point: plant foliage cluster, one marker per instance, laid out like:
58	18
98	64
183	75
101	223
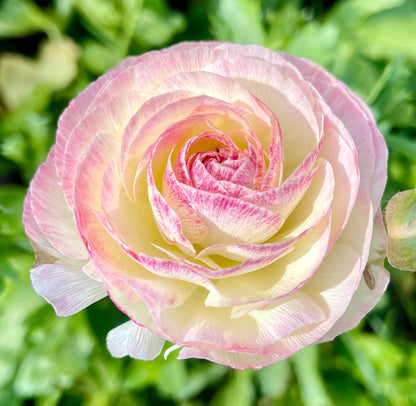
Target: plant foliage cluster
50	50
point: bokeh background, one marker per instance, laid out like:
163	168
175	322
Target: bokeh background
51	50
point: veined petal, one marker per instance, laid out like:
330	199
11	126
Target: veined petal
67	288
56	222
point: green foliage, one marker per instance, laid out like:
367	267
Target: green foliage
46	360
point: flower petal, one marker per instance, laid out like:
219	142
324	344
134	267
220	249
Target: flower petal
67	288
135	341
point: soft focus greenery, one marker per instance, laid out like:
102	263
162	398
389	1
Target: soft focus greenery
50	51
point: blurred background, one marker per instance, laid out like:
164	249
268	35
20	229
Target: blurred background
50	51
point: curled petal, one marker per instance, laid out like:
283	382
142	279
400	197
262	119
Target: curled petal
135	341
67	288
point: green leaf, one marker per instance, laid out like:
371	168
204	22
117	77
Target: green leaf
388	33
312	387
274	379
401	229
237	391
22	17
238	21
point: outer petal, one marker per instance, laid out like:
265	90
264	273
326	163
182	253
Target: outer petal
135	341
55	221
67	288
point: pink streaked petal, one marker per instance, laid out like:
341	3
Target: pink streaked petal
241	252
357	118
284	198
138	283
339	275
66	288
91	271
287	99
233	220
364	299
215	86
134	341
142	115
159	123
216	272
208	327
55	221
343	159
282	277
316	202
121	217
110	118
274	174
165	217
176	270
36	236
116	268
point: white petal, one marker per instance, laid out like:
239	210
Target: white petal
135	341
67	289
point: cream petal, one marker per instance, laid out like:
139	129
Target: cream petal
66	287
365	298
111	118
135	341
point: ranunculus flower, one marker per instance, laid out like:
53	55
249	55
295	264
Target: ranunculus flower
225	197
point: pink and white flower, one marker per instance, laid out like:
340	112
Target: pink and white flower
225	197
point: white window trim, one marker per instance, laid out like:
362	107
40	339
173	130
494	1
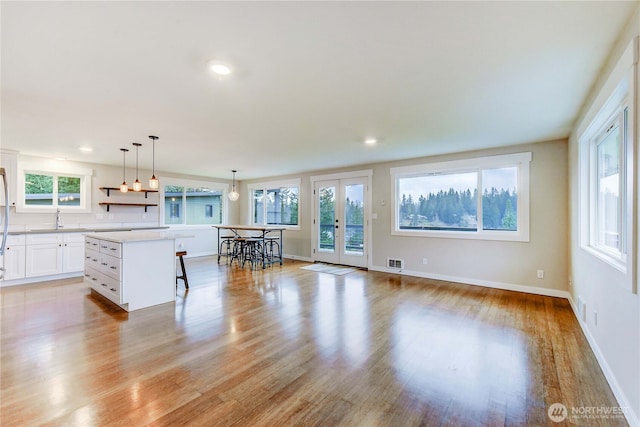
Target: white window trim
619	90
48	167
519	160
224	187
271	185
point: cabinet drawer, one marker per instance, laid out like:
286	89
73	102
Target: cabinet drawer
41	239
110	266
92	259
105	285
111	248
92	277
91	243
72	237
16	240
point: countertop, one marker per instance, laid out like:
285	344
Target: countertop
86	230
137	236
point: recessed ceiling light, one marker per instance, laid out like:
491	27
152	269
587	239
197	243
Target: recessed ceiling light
* * *
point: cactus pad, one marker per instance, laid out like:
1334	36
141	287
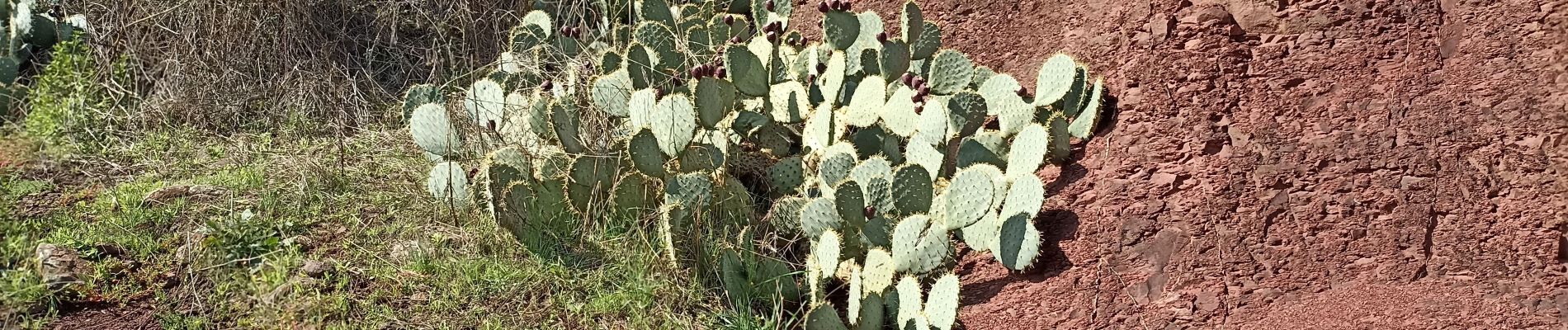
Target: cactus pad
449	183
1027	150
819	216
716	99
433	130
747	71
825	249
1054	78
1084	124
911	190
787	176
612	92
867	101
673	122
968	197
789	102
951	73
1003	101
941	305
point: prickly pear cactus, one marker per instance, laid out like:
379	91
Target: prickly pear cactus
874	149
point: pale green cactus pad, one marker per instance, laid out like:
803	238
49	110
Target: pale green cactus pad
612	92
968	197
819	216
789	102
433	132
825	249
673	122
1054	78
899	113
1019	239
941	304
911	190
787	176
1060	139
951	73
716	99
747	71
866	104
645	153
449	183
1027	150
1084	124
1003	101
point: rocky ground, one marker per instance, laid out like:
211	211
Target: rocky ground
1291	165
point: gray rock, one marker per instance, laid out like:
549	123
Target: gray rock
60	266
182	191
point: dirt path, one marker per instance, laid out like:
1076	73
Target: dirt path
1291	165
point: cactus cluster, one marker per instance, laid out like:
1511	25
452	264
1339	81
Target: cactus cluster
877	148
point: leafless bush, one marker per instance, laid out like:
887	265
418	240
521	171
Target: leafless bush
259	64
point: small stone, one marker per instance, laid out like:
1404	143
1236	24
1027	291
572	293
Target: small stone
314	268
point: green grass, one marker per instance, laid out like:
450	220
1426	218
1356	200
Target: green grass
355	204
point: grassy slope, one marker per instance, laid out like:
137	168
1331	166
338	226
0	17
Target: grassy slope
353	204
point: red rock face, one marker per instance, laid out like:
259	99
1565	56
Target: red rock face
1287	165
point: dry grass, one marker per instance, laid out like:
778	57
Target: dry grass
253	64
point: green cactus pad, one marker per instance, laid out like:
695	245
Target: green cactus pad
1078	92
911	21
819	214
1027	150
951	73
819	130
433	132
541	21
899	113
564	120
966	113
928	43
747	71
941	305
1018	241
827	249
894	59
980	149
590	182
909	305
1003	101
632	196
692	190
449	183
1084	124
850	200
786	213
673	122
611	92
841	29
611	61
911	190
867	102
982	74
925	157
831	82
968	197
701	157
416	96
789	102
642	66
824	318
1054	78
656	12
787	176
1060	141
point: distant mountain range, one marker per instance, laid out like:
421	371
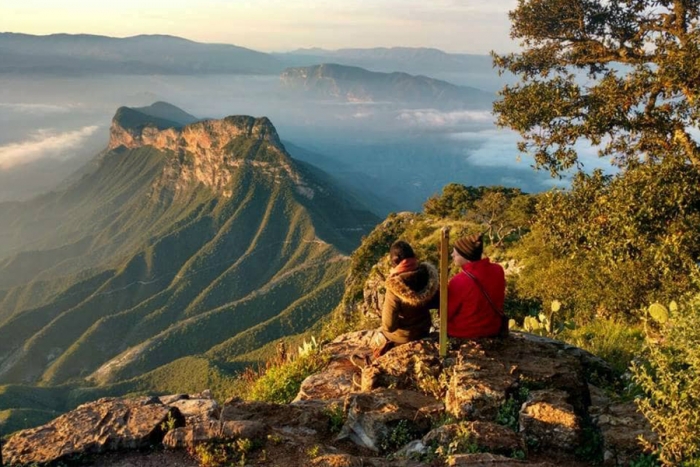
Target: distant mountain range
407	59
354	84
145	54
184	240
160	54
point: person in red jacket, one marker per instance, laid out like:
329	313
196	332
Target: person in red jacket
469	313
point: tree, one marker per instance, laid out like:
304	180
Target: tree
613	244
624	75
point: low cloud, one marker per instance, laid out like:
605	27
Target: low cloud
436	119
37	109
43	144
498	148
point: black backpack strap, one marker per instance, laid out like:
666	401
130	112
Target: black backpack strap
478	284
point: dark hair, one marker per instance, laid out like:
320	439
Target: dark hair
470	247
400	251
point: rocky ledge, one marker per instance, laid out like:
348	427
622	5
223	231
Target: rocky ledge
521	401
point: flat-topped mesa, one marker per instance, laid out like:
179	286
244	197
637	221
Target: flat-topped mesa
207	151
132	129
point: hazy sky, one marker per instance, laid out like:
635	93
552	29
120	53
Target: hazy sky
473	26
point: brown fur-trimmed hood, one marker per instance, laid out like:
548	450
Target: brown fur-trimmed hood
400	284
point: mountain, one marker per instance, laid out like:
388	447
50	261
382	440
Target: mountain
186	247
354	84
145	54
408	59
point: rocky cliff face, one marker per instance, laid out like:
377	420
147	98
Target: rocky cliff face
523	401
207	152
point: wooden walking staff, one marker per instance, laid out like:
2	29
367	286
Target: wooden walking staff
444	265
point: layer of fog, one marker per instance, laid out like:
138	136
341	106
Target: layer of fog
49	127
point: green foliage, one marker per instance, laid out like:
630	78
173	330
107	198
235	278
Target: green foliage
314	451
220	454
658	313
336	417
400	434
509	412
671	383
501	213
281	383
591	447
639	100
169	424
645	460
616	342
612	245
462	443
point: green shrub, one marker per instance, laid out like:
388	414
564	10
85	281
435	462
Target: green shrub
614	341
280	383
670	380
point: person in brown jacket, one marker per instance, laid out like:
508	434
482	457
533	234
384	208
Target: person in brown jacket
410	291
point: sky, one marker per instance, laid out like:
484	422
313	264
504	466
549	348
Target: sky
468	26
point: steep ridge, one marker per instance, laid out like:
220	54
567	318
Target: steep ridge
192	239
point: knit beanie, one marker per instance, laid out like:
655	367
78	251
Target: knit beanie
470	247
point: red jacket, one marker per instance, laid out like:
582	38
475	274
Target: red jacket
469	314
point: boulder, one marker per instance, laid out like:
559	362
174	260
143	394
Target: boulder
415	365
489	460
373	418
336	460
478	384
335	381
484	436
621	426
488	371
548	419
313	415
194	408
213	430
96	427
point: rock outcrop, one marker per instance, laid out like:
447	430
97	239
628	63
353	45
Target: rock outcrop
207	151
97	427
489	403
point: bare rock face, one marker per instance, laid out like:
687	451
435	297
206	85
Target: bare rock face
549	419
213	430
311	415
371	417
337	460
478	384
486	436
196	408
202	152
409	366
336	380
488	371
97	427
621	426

■ **ACTION ITEM**
After reading through the material, report every line that holds "ceiling".

■ **ANSWER FOR THE TASK**
point: recessed ceiling light, one marker per instance, laid out like:
Target: recessed ceiling light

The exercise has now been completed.